__Problem to solve__.
Extract the passage of the Versal review starting with "As a tool to" and going on through "can easily facilitate.", copying it word for word.

__Quoted text__.
Cons: The lessons are still mostly walls of text and images with few discovery features, so it's largely a teacher-as-expert learning experience.
Bottom Line: A great option for putting your course materials online in a clean, attractive way, but don't rely on it for all your instruction.
As a tool to create a dynamically generated textbook (over a school year, for instance), Versal's pretty fantastic. In fact, if students could share course-editing permissions with teachers, Versal would be the ideal tool for this task. It's also a lovely place to stash lessons and documents for an entire course that students can access as the year goes on; giving the whole lesson book to students right up front so they can work at their own pace is always a solid idea.
In either case, given the unabashedly direct-instruction model that Versal promotes, teachers will still need to create interactive, hands-on, inquiry-based experiences for class time to make lasting learning happen. This is a phenomenal flipped-classroom model (read at home, do and discover in class), half of which Versal can easily facilitate.
Editor's Note: Versal closed down on December 31, 2019 is no longer available.
Versal is an online course creator that lets teachers create media-rich websites and lessons with text, images, videos, slide shows, and much, much more. Its drag-and-drop interface makes adding content remarkably easy, owing to a lack of fancy formatting options and a no-frills design (which is actually awesome for learning). And STEM teachers rejoice: There's an equation editor built right in. Lessons come out looking like clean, crisp blog posts –- in fact an apt comparison might be to call it Squarespace for education.

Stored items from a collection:
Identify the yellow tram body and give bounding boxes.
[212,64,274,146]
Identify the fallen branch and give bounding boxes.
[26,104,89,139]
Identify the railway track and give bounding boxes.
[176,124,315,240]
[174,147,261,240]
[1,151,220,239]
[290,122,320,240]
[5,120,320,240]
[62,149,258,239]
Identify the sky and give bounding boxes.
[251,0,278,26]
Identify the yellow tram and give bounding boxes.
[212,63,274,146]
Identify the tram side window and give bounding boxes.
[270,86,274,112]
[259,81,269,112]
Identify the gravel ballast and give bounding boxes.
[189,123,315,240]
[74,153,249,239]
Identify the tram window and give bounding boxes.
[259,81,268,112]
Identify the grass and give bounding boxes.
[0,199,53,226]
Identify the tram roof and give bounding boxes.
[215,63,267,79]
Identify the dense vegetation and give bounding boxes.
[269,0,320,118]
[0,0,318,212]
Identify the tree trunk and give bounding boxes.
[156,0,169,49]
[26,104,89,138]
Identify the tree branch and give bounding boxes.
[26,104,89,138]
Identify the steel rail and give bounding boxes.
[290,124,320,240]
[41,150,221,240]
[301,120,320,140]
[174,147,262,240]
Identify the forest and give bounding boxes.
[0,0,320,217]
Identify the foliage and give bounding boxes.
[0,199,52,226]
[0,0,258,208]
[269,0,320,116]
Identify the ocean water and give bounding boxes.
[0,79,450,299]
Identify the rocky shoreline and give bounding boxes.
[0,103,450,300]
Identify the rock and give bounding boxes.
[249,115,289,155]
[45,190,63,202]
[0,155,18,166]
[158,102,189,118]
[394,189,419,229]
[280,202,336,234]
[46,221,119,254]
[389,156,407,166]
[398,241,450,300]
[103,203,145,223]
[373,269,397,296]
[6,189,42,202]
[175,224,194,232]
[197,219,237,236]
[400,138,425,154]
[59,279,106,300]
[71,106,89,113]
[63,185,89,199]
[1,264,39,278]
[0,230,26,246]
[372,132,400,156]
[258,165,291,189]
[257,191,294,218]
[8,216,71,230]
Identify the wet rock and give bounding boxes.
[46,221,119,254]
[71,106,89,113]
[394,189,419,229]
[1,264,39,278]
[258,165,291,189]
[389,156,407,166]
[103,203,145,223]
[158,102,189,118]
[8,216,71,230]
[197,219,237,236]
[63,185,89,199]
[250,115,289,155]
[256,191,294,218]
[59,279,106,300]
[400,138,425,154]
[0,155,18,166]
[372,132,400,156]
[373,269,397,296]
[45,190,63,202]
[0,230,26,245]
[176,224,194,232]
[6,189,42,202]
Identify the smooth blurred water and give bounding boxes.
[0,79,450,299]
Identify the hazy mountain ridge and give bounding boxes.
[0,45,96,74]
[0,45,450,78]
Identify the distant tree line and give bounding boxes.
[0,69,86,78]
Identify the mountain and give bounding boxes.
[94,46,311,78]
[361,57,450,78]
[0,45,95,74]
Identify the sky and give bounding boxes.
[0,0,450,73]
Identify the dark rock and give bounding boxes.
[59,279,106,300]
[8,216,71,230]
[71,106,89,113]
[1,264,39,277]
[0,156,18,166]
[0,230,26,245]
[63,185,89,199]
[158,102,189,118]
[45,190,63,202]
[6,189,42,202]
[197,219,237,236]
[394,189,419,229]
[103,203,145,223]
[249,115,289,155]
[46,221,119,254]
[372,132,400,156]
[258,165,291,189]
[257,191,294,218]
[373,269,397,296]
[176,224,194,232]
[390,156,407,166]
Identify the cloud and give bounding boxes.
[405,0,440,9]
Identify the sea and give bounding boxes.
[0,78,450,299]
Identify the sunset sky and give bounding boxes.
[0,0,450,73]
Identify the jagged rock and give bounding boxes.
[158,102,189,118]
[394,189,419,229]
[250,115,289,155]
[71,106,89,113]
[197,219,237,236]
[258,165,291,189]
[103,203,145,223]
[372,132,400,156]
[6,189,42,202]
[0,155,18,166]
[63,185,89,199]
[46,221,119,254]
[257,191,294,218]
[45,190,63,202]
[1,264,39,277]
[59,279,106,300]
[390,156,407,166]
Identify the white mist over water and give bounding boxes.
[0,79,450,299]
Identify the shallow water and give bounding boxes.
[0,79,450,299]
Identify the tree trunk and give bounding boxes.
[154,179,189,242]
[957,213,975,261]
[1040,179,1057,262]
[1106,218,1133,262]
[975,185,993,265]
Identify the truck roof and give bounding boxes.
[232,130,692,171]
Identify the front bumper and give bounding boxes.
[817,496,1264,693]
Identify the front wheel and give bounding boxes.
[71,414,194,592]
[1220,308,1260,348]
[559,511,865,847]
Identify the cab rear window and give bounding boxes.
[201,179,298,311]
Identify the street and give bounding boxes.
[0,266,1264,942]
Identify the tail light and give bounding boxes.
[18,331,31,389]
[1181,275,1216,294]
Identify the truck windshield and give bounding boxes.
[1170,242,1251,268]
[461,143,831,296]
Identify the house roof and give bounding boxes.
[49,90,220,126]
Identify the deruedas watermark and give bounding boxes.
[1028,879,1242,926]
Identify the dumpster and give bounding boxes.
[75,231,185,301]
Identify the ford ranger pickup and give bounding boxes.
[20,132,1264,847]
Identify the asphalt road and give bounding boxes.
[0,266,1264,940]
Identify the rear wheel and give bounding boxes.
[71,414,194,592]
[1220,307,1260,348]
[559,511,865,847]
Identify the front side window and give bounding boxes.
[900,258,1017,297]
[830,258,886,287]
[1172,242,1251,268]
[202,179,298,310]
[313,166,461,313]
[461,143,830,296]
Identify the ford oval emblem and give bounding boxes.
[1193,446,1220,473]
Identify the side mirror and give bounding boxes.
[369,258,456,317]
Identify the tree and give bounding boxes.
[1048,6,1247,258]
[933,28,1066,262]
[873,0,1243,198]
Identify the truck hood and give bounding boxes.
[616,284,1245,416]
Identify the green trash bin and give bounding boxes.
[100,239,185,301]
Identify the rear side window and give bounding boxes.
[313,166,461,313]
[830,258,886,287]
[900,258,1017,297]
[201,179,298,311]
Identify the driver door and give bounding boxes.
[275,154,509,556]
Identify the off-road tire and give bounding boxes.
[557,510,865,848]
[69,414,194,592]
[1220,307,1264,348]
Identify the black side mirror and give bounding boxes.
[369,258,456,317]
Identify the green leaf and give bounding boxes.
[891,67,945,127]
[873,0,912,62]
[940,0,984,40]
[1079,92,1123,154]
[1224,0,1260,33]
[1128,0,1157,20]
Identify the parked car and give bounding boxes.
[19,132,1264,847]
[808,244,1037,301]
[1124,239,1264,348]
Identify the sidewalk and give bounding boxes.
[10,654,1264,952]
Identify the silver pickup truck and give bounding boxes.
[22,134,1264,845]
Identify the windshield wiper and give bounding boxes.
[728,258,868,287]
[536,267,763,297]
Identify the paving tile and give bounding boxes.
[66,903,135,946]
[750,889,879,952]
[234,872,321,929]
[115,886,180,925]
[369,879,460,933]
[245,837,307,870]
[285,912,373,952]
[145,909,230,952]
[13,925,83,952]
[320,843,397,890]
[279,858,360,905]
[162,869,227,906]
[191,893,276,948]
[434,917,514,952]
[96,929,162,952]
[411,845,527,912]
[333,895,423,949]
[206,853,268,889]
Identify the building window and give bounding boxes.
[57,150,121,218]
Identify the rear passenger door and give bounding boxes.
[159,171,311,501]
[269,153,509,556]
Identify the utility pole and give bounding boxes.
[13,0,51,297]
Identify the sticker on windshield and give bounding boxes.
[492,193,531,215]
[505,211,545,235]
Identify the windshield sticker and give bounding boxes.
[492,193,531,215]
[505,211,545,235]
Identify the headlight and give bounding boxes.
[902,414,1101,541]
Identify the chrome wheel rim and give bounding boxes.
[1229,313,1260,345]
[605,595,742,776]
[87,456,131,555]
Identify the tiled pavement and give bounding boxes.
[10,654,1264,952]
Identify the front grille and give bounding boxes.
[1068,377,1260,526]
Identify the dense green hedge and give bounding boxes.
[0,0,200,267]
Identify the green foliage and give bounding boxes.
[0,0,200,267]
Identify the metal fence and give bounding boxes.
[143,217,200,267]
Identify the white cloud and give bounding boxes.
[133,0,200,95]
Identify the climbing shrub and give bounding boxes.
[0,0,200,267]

==

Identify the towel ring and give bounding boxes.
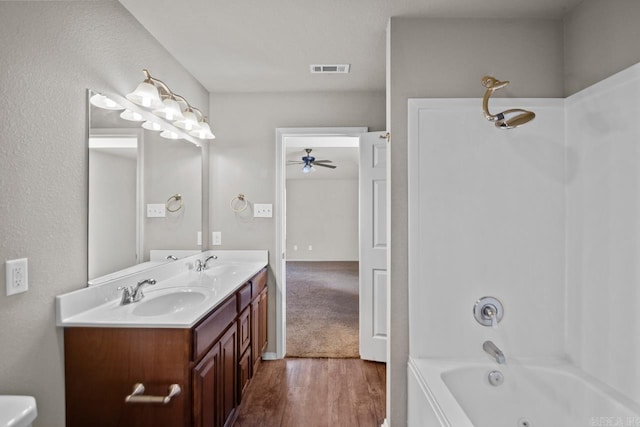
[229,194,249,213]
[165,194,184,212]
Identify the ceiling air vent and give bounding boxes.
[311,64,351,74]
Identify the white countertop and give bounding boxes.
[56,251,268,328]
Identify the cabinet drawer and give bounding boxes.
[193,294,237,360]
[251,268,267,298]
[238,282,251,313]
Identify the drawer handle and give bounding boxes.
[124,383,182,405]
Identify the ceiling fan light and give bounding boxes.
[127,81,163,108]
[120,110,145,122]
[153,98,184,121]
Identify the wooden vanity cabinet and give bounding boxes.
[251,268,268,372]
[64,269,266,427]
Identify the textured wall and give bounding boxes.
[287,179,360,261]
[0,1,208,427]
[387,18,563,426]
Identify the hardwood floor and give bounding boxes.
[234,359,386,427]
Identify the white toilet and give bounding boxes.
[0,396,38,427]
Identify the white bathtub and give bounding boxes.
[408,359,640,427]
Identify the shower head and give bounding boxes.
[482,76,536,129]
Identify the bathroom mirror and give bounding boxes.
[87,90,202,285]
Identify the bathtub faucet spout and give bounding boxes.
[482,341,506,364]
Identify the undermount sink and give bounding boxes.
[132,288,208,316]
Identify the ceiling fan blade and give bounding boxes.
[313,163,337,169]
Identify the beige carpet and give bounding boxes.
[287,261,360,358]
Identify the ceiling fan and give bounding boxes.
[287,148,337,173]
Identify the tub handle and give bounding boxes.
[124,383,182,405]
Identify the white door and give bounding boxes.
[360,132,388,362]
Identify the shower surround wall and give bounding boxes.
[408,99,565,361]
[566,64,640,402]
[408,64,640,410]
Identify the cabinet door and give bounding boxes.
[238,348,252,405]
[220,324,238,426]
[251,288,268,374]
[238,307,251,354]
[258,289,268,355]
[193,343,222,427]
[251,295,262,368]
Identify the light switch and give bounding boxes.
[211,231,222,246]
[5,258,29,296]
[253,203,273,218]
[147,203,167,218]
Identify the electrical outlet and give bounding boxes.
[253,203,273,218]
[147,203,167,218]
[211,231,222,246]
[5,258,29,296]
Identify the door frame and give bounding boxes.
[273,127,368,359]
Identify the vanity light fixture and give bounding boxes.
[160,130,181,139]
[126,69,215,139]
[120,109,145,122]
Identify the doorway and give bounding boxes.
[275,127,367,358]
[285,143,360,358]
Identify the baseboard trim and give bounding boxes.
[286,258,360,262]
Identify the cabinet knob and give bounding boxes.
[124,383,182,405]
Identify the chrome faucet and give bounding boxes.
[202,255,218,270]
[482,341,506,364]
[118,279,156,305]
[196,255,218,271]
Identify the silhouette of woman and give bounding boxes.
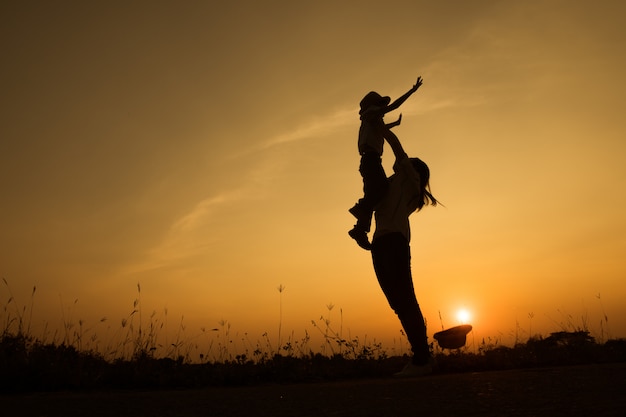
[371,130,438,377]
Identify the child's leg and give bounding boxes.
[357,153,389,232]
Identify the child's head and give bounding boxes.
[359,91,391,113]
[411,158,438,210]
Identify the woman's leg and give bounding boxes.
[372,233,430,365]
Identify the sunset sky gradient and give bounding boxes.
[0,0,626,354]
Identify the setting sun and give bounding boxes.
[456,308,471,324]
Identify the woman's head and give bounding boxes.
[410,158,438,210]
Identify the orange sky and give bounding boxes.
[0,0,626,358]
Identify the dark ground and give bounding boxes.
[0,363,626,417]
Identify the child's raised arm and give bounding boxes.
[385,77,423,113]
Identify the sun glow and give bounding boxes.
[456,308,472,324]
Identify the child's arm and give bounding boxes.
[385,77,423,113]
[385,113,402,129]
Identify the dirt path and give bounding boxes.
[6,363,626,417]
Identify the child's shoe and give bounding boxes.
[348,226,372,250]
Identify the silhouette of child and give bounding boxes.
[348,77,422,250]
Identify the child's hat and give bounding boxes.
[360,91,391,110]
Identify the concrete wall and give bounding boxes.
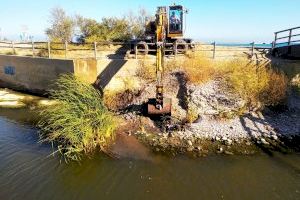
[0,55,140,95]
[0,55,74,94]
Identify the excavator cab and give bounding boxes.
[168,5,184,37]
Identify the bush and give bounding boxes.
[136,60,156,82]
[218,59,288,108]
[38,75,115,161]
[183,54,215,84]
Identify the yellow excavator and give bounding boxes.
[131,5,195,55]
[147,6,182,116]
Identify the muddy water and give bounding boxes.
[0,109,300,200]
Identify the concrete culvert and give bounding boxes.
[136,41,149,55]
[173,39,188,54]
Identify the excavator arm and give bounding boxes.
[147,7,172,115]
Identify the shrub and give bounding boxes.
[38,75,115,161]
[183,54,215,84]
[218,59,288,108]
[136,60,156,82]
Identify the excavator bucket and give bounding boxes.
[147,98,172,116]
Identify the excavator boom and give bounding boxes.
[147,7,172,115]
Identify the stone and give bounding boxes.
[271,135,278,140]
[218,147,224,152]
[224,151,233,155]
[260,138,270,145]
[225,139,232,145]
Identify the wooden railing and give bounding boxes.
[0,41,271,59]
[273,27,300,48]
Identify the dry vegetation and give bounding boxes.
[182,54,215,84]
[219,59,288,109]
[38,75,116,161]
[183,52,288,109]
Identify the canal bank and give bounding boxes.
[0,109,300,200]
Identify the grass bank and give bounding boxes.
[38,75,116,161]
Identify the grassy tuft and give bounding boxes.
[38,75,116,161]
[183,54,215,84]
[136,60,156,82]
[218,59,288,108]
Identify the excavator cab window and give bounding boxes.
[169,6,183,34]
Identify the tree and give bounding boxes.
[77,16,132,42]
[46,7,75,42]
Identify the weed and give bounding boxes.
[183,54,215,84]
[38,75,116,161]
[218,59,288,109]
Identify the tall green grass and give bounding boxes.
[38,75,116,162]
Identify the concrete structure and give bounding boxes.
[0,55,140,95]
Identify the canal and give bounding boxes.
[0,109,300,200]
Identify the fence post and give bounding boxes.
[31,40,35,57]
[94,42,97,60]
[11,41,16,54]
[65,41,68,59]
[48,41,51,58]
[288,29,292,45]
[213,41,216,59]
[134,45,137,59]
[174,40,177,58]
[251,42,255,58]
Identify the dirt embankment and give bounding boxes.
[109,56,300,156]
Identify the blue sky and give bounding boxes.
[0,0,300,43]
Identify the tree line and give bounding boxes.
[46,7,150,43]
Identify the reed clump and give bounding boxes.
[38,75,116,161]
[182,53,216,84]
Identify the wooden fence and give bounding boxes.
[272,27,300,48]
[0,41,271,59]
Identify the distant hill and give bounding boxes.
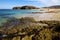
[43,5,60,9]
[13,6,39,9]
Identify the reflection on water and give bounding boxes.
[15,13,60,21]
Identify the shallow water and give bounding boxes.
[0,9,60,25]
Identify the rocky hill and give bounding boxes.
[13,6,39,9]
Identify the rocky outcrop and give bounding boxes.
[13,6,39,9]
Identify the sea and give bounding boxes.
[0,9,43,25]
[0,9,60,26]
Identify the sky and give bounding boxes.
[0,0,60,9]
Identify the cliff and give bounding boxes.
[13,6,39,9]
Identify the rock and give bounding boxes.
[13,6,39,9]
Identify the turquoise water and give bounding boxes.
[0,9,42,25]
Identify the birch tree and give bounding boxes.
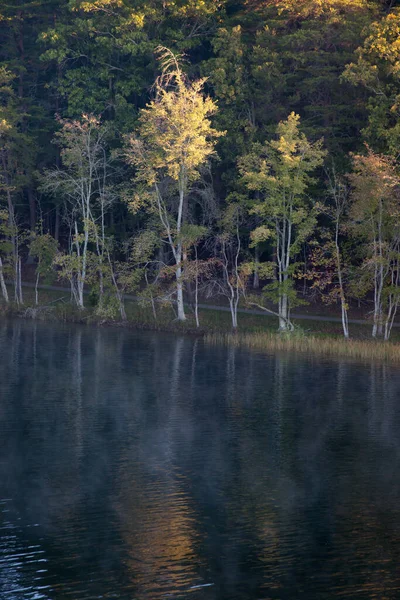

* * *

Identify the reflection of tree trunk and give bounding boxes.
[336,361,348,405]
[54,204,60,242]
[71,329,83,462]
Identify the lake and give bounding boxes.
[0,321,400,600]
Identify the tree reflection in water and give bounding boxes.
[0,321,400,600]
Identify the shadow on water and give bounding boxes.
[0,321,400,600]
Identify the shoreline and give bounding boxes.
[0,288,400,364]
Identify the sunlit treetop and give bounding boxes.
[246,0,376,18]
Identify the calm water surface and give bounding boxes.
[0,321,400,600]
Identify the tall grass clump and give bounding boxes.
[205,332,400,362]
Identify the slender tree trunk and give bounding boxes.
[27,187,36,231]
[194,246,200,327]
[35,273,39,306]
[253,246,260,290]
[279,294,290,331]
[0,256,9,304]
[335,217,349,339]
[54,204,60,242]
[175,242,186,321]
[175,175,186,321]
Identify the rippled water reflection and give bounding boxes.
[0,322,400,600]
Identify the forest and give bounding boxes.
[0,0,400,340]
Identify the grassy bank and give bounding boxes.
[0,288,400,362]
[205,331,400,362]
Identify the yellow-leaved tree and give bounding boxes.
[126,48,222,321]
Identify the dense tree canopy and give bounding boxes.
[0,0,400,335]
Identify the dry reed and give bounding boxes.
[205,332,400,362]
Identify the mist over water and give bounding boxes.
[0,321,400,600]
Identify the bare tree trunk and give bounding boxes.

__Solution for this problem__.
As a tool to create a dynamically generated textbook (over a school year, for instance), Versal's pretty fantastic. In fact, if students could share course-editing permissions with teachers, Versal would be the ideal tool for this task. It's also a lovely place to stash lessons and documents for an entire course that students can access as the year goes on; giving the whole lesson book to students right up front so they can work at their own pace is always a solid idea.
In either case, given the unabashedly direct-instruction model that Versal promotes, teachers will still need to create interactive, hands-on, inquiry-based experiences for class time to make lasting learning happen. This is a phenomenal flipped-classroom model (read at home, do and discover in class), half of which Versal can easily facilitate.